TEXTO MOSTRADO:
· · · · ·
Hace ya años de esto, pero Brunetina se acuerda como si hubiera ocurrido ayer. Quizás porque todo aquello que te pasa de niño se magnifica y deja huella en tu cerebro. O quizás porque le gustan tanto los animalitos que ese tipo de anécdotas siempre están más en la superficie, cercanos, tiernos, al alcance cuando una tarde con los amigos le apetece contar algo simpático de cuando era pequeña.
Al tema: Brunetina tenía un ratón. Sí, eso es. En la casa de Cardiff resulta que había un visitante y se hizo uno más de la familia. Hubo que ponerle nombre, claro, porque no se puede vivir en amor y compaña sin tener forma de llamarlo. Manolito, se llamaba. Algo muy castizo, claro, en honor a los orígenes y fruto de ese pesar que siempre acompaña a los exiliados, ese amor por la patria y añoranza por volver.
Manolito era como se supone que deben ser los ratones: pequeño, tímido, escurridizo y amante del queso. Y por eso le ponían queso, para que él saliera a tomarse una tapa de vez en cuando. Y a Brunetina le encantaba observarlo, llamarlo, ponerle la comida.
· · · · ·
INSTRUCCIONES DE TAREAS:
[A] En el relato sobre Brunetina y su ratón, ¿qué rasgos se dan al decir cómo era Manolito? Enuméralos todos.
[B] Responde con los datos del relato sobre Brunetina y su ratón:
(i) ¿En qué ciudad estaba la casa donde apareció el ratón?
(ii) ¿En honor a qué se eligió un nombre tan castizo?
(iii) ¿Qué le ponían al ratón para que saliera de vez en cuando?
[C] Escribe un párrafo breve que continúe el relato sobre Brunetina y su ratón Manolito después de su última oración.
El material no hace falta para resolver estas tareas.

MATERIAL PROPORCIONADO:
· · · · ·
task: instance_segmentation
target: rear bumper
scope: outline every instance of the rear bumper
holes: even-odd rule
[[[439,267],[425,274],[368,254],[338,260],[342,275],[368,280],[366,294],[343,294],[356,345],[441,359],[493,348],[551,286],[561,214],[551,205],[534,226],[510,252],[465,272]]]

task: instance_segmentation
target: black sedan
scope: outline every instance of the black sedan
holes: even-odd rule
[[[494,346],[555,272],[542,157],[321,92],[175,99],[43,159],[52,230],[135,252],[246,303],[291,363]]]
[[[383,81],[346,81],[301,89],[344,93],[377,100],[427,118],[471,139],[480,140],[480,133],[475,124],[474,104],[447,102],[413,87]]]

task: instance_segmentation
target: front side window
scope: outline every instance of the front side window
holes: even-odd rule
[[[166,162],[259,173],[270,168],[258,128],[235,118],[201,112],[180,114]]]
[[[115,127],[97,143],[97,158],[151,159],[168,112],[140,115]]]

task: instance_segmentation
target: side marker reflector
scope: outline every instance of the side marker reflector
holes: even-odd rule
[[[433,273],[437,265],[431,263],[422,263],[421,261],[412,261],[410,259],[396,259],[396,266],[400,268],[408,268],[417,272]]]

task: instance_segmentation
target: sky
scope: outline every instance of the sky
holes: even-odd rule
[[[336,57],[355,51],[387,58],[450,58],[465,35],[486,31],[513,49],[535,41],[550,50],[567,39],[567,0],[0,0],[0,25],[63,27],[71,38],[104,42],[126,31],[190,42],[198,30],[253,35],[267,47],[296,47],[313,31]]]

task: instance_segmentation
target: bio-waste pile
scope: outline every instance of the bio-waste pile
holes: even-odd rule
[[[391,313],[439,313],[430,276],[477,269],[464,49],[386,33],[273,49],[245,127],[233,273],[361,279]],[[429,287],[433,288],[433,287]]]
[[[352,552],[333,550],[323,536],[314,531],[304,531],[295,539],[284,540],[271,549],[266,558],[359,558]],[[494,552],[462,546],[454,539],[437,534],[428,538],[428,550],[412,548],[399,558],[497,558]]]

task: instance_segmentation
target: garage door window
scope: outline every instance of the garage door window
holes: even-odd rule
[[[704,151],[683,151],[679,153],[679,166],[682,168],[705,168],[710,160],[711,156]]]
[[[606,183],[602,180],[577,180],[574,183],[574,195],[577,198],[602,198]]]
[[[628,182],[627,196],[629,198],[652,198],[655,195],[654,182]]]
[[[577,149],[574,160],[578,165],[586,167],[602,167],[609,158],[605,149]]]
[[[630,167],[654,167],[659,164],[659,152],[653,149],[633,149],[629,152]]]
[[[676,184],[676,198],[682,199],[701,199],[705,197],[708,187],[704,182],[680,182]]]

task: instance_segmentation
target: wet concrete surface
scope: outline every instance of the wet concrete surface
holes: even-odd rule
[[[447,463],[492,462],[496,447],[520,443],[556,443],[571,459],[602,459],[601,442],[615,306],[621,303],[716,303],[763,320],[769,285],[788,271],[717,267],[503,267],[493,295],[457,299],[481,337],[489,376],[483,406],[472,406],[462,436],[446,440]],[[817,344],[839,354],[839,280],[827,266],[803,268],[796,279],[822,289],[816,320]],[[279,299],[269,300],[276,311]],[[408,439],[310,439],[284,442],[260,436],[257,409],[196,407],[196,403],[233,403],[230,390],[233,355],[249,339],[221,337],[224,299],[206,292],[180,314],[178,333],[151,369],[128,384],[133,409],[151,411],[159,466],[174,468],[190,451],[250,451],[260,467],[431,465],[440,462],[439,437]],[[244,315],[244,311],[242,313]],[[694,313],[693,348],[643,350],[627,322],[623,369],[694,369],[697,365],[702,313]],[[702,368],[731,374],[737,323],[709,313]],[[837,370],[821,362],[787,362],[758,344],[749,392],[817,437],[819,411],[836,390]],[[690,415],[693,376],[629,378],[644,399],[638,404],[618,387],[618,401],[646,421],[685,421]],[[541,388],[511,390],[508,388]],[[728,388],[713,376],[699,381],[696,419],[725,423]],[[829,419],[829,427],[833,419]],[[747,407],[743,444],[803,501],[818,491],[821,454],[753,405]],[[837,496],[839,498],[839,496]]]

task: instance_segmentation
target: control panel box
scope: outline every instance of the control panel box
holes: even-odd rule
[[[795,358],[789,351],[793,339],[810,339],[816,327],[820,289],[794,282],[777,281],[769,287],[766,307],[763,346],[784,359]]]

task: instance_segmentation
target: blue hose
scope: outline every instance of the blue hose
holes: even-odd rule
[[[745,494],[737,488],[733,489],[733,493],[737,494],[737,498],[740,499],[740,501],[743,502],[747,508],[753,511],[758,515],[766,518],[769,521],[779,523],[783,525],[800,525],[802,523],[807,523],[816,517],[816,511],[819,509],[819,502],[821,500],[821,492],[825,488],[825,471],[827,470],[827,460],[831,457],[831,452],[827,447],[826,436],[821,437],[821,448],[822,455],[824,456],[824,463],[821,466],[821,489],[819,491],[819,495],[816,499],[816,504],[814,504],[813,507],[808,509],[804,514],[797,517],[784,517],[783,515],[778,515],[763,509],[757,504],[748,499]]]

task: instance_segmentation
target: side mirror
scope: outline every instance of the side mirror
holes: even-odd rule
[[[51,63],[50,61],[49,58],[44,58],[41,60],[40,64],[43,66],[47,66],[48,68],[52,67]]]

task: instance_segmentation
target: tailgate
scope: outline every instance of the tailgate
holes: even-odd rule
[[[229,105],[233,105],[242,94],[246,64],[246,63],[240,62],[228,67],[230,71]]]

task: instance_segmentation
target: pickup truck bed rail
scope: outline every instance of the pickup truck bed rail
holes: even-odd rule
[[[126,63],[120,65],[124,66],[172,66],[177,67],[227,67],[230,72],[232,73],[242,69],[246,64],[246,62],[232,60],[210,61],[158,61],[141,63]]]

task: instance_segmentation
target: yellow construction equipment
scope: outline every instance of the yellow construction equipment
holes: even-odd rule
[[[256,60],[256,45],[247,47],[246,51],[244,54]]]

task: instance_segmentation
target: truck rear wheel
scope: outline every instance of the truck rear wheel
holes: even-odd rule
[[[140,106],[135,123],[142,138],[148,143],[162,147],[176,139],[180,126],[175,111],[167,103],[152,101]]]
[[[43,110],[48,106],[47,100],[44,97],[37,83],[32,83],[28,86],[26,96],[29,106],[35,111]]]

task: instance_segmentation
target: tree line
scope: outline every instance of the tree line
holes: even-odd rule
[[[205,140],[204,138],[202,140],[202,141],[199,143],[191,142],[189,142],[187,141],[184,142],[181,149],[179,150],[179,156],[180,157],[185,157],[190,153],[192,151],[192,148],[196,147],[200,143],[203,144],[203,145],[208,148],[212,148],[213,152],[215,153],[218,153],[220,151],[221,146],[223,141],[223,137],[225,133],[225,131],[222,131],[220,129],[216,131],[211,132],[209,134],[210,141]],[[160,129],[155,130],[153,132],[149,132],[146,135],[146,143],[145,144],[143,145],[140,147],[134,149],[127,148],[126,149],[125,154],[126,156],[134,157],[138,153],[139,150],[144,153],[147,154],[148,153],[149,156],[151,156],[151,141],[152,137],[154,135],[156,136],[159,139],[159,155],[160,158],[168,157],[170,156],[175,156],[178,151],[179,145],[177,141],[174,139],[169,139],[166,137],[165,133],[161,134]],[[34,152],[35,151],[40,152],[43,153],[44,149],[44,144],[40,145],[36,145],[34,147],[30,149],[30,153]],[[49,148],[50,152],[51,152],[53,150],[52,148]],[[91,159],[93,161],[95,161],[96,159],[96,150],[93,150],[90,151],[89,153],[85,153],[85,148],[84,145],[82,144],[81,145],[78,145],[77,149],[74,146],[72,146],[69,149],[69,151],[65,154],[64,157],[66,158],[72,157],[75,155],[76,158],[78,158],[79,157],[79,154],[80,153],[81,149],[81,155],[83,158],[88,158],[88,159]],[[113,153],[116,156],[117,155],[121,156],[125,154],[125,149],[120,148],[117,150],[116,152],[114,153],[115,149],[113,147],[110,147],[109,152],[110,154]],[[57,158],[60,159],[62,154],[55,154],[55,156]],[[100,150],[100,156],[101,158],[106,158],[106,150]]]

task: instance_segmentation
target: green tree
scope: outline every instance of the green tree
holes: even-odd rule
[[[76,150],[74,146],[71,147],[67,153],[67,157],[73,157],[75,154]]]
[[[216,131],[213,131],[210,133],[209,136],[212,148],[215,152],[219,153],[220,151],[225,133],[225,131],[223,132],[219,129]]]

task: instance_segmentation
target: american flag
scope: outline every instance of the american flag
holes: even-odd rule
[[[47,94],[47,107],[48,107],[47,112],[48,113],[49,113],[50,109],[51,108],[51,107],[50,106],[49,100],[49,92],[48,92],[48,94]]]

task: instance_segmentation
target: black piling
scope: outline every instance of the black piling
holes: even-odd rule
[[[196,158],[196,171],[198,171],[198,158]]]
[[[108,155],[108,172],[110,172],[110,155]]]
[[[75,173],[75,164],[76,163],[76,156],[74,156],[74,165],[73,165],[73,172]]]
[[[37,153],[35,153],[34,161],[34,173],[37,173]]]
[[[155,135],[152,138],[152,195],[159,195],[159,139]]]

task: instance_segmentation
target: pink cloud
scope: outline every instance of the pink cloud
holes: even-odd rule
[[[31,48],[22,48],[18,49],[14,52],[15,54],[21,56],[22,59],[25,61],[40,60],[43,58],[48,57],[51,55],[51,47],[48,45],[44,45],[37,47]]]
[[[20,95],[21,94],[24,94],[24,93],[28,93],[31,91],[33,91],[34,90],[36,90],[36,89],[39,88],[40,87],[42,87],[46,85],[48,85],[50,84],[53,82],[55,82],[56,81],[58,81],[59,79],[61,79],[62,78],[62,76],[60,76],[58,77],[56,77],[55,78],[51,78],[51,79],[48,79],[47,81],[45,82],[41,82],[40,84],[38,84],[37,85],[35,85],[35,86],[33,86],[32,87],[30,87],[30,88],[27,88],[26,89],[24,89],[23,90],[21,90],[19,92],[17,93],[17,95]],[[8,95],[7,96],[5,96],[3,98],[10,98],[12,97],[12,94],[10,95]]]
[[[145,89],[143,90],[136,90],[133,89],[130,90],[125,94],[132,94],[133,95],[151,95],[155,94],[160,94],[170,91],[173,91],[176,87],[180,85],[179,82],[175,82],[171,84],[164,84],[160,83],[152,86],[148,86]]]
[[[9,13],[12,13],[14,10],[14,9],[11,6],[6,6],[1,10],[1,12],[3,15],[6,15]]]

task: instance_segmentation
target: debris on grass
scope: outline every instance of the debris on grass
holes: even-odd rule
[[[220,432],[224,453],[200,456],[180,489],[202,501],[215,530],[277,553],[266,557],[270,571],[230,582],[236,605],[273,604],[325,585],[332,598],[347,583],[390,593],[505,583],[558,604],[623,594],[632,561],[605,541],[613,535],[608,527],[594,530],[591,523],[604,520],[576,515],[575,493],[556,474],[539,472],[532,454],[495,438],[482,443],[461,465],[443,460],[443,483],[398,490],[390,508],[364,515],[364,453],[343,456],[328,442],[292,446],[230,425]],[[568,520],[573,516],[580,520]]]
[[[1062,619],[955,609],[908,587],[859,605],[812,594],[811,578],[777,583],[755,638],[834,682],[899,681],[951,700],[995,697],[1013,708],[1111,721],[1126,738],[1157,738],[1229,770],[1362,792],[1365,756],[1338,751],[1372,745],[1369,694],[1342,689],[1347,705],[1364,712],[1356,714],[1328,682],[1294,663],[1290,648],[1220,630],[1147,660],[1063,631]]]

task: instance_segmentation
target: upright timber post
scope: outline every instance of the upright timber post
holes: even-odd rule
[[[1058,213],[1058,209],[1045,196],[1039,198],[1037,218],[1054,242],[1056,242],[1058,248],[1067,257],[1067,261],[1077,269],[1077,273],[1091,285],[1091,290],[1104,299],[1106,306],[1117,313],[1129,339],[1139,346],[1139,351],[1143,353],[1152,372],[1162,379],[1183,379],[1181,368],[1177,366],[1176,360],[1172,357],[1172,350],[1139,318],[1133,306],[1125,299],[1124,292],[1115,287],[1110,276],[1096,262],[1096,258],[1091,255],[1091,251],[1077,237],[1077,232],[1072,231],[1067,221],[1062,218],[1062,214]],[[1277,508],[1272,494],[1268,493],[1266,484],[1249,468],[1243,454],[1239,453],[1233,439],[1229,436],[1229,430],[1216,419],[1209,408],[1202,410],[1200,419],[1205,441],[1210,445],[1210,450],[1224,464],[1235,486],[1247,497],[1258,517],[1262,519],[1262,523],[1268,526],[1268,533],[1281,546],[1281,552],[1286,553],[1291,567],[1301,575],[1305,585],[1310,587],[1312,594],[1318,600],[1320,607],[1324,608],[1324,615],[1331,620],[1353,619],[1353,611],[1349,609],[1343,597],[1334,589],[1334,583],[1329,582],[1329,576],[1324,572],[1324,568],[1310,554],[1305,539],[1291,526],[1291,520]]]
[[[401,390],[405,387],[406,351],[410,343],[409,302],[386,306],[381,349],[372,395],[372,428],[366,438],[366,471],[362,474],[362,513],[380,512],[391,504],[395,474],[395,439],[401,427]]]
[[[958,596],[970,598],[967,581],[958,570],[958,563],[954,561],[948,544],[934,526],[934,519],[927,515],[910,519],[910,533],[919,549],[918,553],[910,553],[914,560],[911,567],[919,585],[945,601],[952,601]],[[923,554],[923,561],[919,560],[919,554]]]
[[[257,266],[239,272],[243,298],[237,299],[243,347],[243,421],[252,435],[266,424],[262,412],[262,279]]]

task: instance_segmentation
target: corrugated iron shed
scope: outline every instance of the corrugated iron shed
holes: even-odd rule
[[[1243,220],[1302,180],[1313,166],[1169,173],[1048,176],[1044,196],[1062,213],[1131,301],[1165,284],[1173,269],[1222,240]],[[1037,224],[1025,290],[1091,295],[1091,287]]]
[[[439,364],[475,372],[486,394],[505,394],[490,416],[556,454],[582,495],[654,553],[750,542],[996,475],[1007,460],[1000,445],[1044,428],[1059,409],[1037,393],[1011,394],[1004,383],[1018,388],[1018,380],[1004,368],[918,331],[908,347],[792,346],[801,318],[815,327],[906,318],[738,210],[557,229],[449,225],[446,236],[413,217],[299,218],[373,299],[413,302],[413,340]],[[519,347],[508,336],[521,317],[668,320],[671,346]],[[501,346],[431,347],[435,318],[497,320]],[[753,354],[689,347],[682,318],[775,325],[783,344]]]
· · · · ·
RESPUESTAS POR TAREA:
[A] Pequeño, tímido, escurridizo y amante del queso.

[B]
(i) En Cardiff.
(ii) En honor a los orígenes.
(iii) Queso.

[C]
Pero toda buena historia tiene un final, porque nada es para siempre, porque todo lo bueno algún día se termina. Y le explicaron a Brunetina que Manolito tenía que mudarse, que su familia estaba fuera, que había que ayudarlo a salir de la casa. Y se pusieron todos manos a la obra: vamos a poner queso en una caja, que entre, y así salimos y lo dejamos con la caja abierta en la calle para que vaya a buscar a los suyos. Y tenía sentido. Así se hizo, de hecho. Brunetina iba con su hermano y la caja, con Manolito dentro, pero notó que no se movía. ¿Por qué no se mueve? Y su hermano le dijo: es que se está haciendo el muerto, no veas si es listo Manolito, vamos a soltarlo fuera y nos escapamos de puntillas, para no molestarlo. Y, en cuanto no nos vea, se irá como una bala. Y ella, feliz, convencida, sonriente. Corriendo a casa de puntillas, que no nos oiga Manolito.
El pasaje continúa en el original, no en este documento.